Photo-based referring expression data
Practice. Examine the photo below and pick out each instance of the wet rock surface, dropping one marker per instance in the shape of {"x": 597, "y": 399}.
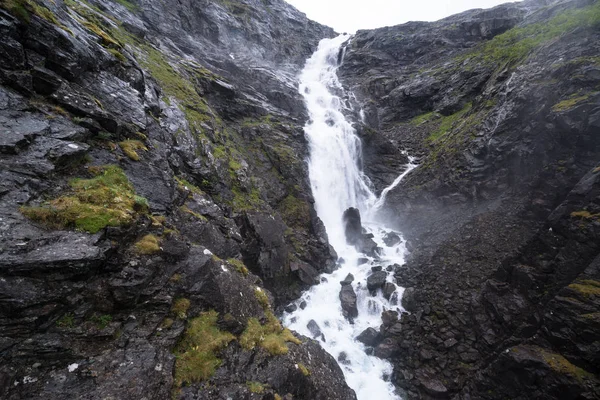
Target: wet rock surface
{"x": 500, "y": 216}
{"x": 152, "y": 173}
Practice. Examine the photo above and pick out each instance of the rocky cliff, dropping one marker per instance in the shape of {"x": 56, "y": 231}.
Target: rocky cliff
{"x": 154, "y": 203}
{"x": 502, "y": 109}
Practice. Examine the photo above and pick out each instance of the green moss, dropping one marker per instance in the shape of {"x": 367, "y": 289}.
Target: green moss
{"x": 106, "y": 200}
{"x": 255, "y": 387}
{"x": 239, "y": 266}
{"x": 262, "y": 298}
{"x": 584, "y": 214}
{"x": 571, "y": 102}
{"x": 149, "y": 244}
{"x": 101, "y": 321}
{"x": 295, "y": 212}
{"x": 131, "y": 147}
{"x": 180, "y": 307}
{"x": 420, "y": 119}
{"x": 271, "y": 336}
{"x": 303, "y": 369}
{"x": 196, "y": 353}
{"x": 118, "y": 55}
{"x": 448, "y": 122}
{"x": 129, "y": 5}
{"x": 560, "y": 364}
{"x": 184, "y": 185}
{"x": 244, "y": 200}
{"x": 66, "y": 321}
{"x": 517, "y": 43}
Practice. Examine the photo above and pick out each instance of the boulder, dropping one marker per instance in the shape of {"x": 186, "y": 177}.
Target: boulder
{"x": 376, "y": 280}
{"x": 348, "y": 300}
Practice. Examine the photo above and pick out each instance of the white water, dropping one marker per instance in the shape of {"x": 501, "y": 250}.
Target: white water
{"x": 338, "y": 183}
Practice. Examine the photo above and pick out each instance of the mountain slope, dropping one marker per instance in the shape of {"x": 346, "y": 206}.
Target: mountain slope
{"x": 502, "y": 108}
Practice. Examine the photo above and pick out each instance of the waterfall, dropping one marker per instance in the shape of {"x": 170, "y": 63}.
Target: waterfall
{"x": 338, "y": 183}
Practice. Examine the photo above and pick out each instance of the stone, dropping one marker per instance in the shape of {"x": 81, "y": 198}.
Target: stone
{"x": 376, "y": 280}
{"x": 369, "y": 337}
{"x": 348, "y": 300}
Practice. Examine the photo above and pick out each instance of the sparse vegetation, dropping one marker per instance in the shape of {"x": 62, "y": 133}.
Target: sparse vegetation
{"x": 101, "y": 321}
{"x": 149, "y": 244}
{"x": 255, "y": 387}
{"x": 295, "y": 212}
{"x": 131, "y": 147}
{"x": 180, "y": 307}
{"x": 66, "y": 321}
{"x": 262, "y": 298}
{"x": 106, "y": 200}
{"x": 239, "y": 266}
{"x": 571, "y": 102}
{"x": 271, "y": 336}
{"x": 586, "y": 287}
{"x": 560, "y": 364}
{"x": 303, "y": 369}
{"x": 196, "y": 353}
{"x": 517, "y": 43}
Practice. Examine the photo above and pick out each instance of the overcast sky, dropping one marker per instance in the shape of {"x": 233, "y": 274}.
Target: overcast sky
{"x": 351, "y": 15}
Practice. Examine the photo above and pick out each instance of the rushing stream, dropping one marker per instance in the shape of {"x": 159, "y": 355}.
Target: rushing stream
{"x": 338, "y": 183}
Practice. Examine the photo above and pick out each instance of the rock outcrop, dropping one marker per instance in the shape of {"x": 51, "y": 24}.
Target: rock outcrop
{"x": 501, "y": 108}
{"x": 153, "y": 195}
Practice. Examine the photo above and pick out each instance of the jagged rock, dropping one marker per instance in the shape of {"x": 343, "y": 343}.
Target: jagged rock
{"x": 352, "y": 226}
{"x": 314, "y": 329}
{"x": 348, "y": 300}
{"x": 391, "y": 239}
{"x": 347, "y": 280}
{"x": 409, "y": 301}
{"x": 369, "y": 337}
{"x": 376, "y": 280}
{"x": 388, "y": 289}
{"x": 386, "y": 349}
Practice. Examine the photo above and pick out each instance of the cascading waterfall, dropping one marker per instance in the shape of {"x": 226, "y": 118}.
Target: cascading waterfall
{"x": 338, "y": 183}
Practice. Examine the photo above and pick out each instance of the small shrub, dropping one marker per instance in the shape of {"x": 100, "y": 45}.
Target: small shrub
{"x": 101, "y": 321}
{"x": 180, "y": 307}
{"x": 131, "y": 147}
{"x": 239, "y": 266}
{"x": 149, "y": 244}
{"x": 66, "y": 321}
{"x": 196, "y": 353}
{"x": 106, "y": 200}
{"x": 303, "y": 369}
{"x": 262, "y": 298}
{"x": 271, "y": 336}
{"x": 255, "y": 387}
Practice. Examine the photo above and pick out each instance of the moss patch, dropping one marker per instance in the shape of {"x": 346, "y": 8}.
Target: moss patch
{"x": 560, "y": 364}
{"x": 106, "y": 200}
{"x": 295, "y": 212}
{"x": 196, "y": 353}
{"x": 131, "y": 147}
{"x": 271, "y": 336}
{"x": 303, "y": 369}
{"x": 239, "y": 266}
{"x": 571, "y": 102}
{"x": 586, "y": 287}
{"x": 180, "y": 307}
{"x": 149, "y": 244}
{"x": 255, "y": 387}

**Description of the task:**
Reproduce exactly the lines from the one with "of the jagged" through the end of the entries above, both ends included.

**Solution:**
Practice. Examine the photo above and pick out each instance of the jagged rock, dropping one marker per instance in the shape of {"x": 343, "y": 343}.
Target: jagged rock
{"x": 352, "y": 226}
{"x": 314, "y": 329}
{"x": 348, "y": 300}
{"x": 391, "y": 239}
{"x": 347, "y": 280}
{"x": 409, "y": 301}
{"x": 369, "y": 337}
{"x": 376, "y": 280}
{"x": 388, "y": 289}
{"x": 386, "y": 349}
Practice. Examine the photo above and pick out each instance of the cascading waterfall, dropping one marker per instance in the shape of {"x": 226, "y": 118}.
Target: cascading waterfall
{"x": 338, "y": 183}
Practice. Examine the photo above and pick out each instance of the small shrub, dropping one marker per instance in the shape of {"x": 100, "y": 45}.
Target: small shrub
{"x": 101, "y": 321}
{"x": 180, "y": 307}
{"x": 131, "y": 147}
{"x": 239, "y": 266}
{"x": 149, "y": 244}
{"x": 66, "y": 321}
{"x": 196, "y": 353}
{"x": 106, "y": 200}
{"x": 303, "y": 369}
{"x": 262, "y": 298}
{"x": 271, "y": 336}
{"x": 255, "y": 387}
Practice. Examine the photo above and pick out each instance of the moss patch, dropping one marker per instance in the shape of {"x": 346, "y": 8}.
Target: moss patch
{"x": 560, "y": 364}
{"x": 106, "y": 200}
{"x": 295, "y": 212}
{"x": 196, "y": 353}
{"x": 131, "y": 147}
{"x": 271, "y": 336}
{"x": 303, "y": 369}
{"x": 239, "y": 266}
{"x": 571, "y": 102}
{"x": 586, "y": 287}
{"x": 180, "y": 307}
{"x": 149, "y": 244}
{"x": 255, "y": 387}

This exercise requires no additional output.